Mas a nossa verdadeira história é aquela contada pelas cicatrizes que ficam voltadas para o lado de dentro. Se fosse possível fazer um exame de ressonância magnética ou tomografia computadorizada que mostrasse essas cicatrizes, saberíamos de verdade qual a matéria-prima de que somos feitos. Nosso cérebro, como o de qualquer pessoa que passou pelas intempéries que a vida impõe, é tomado por feridas, em carne viva ou devidamente cauterizadas, na forma de frustrações, perdas, remorsos e arrependimentos.

Algumas, provavelmente, estão lá desde que começamos a ser gente, ainda no útero. Outras regeneraram quase completamente, mas mesmo sua tenuidade deixa claro que elas existem e fazem parte do que somos. Há, ainda, aquelas que nos deixam em permanente alerta, como a perda particularmente dolorosa de alguém muito querido, equivalente talvez a marcas de dentes de tubarão numa perna dilacerada. Elas estão lá como um aviso silencioso: dizem que é preciso ter cuidado, que não dá para se jogar com tudo. Enfim, que o mundo costuma aplicar peças traiçoeiras.

Creio que não sairemos incólumes de tudo que estamos vivenciando neste 2020. Um ano que está sendo forjado em perplexidade, incompreensão, impotência e pesar. Anestesiados e exaustos, perdemos a percepção da passagem voraz do tempo, a fortaleza do afeto, a dor e a delícia de ser o que somos. O prazer prosaico de ir e vir, com ou sem rumo. De abandonar-se ao mar, flertar com o desconhecido ou com desconhecidos, respirar ar puro ou poluído sem medo e sem remorso.

O sentimento é um tanto vago, indefinido, como uma sombra ou um espasmo. Sabemos que as máscaras não vão deixar marcas duradouras em nossos rostos e nosso semblante voltará ao normal, assim como nossa vida cotidiana. Mas tenho receio de que, enquanto permanecemos paralisados em meio ao confinamento, assistindo diariamente a uma tragédia coletiva que também é nossa, cicatrizes estão sendo tatuadas nas nossas paredes internas. São como dragões, âncoras e caveiras disformes cravados em mucosas. E vão ficar lá por toda a vida.

SEGMENTO DE DADOS:
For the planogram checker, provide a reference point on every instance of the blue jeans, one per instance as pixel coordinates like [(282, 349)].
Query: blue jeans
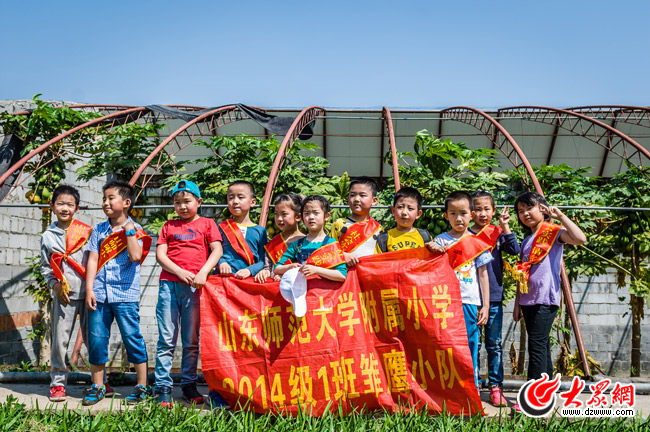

PARTES DO EXERCÍCIO:
1. Reproduza do trecho sobre as cicatrizes internas tudo o que vai de "Algumas, provavelmente, estão" até "aplicar peças traiçoeiras.".
2. Responda às perguntas com base no trecho sobre as cicatrizes internas:
(a) Desde quando algumas das cicatrizes provavelmente estão lá?
(b) Em que ano se situa aquilo que, segundo o trecho, estamos vivenciando?
(c) Com que figuras são comparadas as cicatrizes tatuadas nas paredes internas?

RESPOSTAS FORNECIDAS:
1.
Algumas, provavelmente, estão lá desde que começamos a ser gente, ainda no útero. Outras regeneraram quase completamente, mas mesmo sua tenuidade deixa claro que elas existem e fazem parte do que somos. Há, ainda, aquelas que nos deixam em permanente alerta, como a perda particularmente dolorosa de alguém muito querido, equivalente talvez a marcas de dentes de tubarão numa perna dilacerada. Elas estão lá como um aviso silencioso: dizem que é preciso ter cuidado, que não dá para se jogar com tudo. Enfim, que o mundo costuma aplicar peças traiçoeiras.

2.
(a) Desde que começamos a ser gente, ainda no útero.
(b) Em 2020.
(c) Com dragões, âncoras e caveiras disformes cravados em mucosas.